**YOUR TASK:**
Give back the lines below word for word, leaving out the pictures.

**RECORDS PROVIDED:**

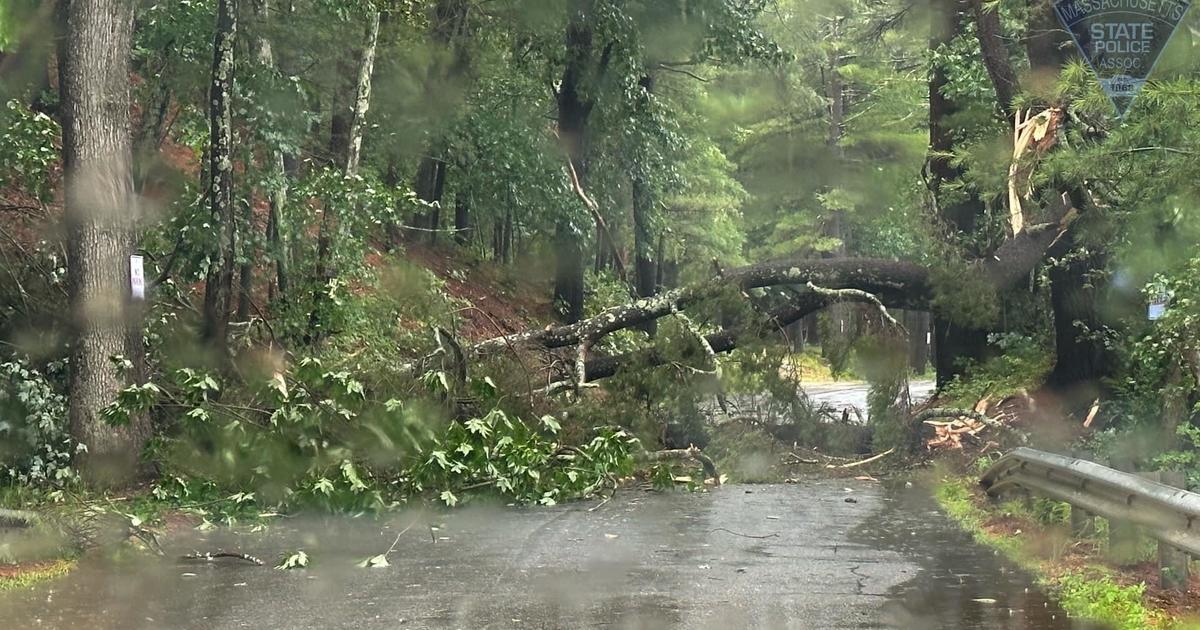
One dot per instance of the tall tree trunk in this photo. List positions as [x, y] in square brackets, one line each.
[462, 219]
[430, 186]
[101, 222]
[354, 130]
[995, 54]
[449, 27]
[574, 108]
[957, 342]
[276, 221]
[1083, 360]
[645, 270]
[219, 282]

**EXERCISE RESPONSE:**
One dot per instance of the tall tree trunk in this photo. List positions as [x, y] in square brackets, one line each.
[462, 219]
[430, 186]
[101, 222]
[354, 130]
[995, 54]
[449, 27]
[574, 108]
[957, 342]
[276, 221]
[1083, 360]
[645, 270]
[219, 282]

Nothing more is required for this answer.